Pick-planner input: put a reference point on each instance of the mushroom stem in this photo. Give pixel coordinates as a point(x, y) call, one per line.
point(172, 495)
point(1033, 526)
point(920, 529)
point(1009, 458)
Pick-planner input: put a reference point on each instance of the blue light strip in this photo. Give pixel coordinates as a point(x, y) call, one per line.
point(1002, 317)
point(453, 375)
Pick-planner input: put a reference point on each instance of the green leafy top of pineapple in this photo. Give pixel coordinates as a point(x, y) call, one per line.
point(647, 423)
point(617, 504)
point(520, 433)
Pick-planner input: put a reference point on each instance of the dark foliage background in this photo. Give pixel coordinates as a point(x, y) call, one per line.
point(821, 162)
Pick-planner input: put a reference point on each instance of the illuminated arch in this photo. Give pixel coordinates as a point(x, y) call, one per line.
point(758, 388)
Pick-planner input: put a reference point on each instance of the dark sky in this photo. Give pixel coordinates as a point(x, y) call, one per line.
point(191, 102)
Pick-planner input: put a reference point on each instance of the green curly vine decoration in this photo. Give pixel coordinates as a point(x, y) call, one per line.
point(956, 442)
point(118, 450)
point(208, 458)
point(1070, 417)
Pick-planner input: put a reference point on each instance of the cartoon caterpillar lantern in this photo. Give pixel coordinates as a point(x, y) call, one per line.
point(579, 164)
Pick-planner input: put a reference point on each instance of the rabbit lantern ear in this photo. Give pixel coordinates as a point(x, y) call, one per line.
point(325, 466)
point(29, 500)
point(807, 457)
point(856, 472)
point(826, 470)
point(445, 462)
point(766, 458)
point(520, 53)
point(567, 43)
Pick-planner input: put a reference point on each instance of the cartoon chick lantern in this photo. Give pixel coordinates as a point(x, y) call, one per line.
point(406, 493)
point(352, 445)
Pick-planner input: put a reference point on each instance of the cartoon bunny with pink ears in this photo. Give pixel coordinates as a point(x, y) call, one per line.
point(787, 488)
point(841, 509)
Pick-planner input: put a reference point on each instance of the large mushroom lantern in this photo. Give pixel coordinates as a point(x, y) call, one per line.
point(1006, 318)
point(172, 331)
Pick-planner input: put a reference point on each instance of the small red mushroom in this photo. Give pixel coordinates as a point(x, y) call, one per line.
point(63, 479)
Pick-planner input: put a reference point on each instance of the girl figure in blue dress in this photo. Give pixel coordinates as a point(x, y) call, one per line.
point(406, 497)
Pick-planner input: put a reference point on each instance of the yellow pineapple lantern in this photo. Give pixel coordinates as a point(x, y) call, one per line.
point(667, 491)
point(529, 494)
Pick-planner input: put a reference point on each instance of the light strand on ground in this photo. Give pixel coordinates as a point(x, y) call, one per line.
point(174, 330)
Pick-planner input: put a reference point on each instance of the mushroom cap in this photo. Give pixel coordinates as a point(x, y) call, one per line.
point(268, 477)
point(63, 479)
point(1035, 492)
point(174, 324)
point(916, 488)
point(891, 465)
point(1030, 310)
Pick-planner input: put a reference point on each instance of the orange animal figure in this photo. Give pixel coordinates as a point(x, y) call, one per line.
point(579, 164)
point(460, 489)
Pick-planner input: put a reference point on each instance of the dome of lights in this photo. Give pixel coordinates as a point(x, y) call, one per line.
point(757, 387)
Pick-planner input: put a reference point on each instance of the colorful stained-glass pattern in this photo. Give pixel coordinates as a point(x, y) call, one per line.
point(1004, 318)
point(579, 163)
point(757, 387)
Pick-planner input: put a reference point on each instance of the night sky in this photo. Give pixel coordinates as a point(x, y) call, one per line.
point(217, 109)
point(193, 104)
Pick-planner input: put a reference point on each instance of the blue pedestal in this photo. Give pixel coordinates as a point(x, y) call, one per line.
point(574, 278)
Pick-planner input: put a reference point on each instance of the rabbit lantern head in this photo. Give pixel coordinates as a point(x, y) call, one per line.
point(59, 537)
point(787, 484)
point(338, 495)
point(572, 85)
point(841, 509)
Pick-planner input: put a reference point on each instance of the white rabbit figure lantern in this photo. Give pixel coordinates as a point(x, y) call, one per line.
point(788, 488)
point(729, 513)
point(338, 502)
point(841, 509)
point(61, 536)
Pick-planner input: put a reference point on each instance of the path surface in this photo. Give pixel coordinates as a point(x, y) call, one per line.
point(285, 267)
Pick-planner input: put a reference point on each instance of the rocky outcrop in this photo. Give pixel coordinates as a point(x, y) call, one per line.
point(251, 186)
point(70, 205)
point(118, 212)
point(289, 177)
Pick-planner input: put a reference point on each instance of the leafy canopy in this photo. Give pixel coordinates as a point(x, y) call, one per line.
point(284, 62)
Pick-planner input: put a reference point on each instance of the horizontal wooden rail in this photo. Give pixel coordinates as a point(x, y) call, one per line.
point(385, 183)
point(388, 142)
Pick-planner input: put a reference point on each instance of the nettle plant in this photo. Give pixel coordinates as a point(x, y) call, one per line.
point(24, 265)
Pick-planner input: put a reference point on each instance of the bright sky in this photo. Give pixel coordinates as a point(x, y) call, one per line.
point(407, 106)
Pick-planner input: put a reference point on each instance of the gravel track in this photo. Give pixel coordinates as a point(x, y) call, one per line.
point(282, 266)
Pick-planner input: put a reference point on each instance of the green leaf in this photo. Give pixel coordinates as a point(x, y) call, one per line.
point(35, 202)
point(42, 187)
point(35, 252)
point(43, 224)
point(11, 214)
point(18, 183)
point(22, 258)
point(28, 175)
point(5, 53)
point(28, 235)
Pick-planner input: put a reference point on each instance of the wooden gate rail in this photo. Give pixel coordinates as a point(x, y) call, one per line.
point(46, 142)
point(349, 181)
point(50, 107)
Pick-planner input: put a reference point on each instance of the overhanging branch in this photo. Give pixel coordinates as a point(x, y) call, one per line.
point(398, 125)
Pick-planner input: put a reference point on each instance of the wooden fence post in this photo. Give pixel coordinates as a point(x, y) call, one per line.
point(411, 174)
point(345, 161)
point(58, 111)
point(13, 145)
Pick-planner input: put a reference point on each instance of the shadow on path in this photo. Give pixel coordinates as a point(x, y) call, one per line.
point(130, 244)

==============================

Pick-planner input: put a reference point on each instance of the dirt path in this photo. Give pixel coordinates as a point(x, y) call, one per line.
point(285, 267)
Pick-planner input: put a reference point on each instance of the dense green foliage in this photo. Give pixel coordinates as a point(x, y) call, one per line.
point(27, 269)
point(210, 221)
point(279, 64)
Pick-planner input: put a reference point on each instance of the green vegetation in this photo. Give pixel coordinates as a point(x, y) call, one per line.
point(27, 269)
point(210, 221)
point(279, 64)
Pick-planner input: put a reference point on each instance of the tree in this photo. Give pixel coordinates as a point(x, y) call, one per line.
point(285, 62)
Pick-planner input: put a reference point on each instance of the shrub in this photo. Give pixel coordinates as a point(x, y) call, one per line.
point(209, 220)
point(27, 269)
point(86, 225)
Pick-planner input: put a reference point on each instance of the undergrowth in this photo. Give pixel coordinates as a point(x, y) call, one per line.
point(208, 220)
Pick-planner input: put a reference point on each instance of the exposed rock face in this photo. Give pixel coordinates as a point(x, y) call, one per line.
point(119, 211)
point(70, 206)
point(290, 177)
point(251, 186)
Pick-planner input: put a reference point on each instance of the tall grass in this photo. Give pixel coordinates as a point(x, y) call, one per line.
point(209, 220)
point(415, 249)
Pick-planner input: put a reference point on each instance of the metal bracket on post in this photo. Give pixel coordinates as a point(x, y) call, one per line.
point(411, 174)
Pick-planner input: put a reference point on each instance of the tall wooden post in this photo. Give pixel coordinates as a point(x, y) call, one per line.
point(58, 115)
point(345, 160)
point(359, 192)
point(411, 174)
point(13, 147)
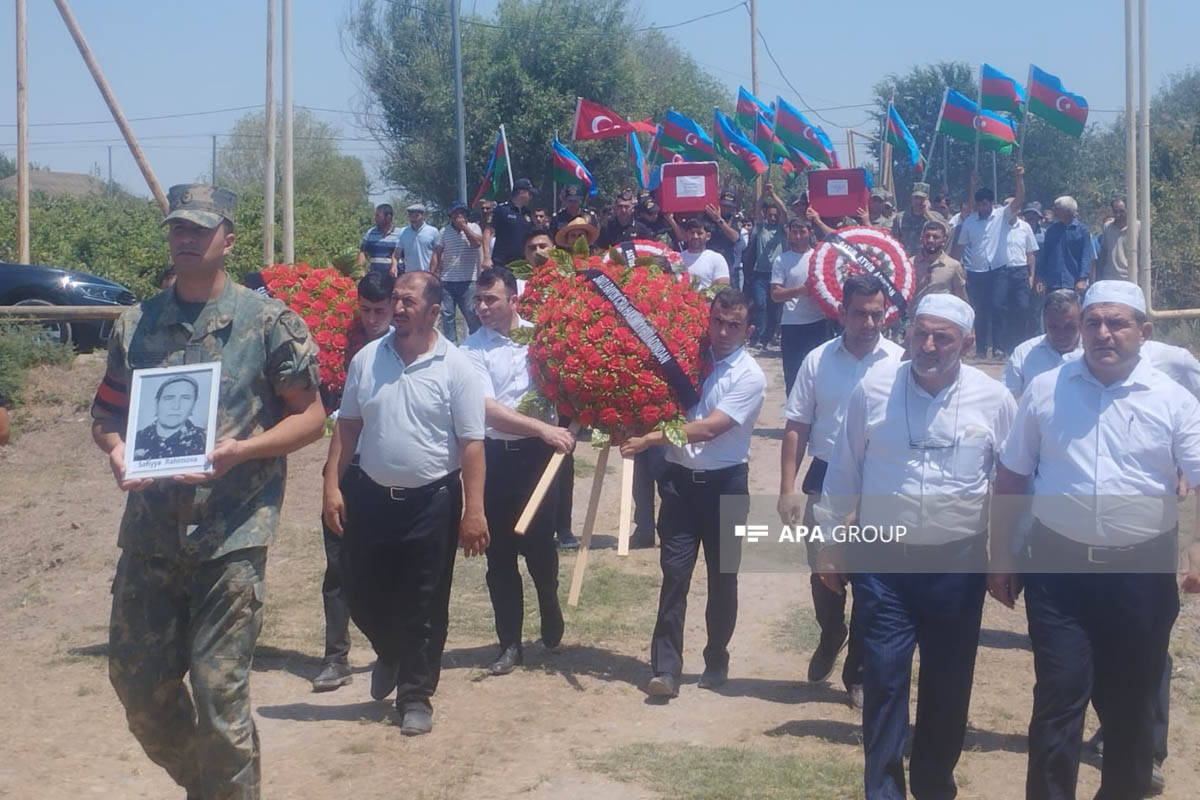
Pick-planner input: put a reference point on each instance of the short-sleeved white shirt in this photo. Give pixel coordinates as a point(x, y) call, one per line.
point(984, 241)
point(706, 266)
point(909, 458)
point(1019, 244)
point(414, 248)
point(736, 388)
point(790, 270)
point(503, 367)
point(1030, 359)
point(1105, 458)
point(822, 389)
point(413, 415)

==============================

• _Objective_
Rewrite the lines of the material between the one holding "the mushroom stem" and the one holding "point(453, 375)", inclusive, changing "reference point" to "marker" and leaving everything else as it is.

• _Exercise result_
Pick-planner input: put a marker on each instance of the mushroom stem in this photo. Give pixel coordinates as a point(x, y) call, one per line.
point(172, 495)
point(1033, 526)
point(920, 529)
point(1009, 458)
Pick-planner input: put a marker on each instance of the blue light strip in this photo. Give pixel coordinates as a point(x, y) call, one per line.
point(1002, 317)
point(453, 375)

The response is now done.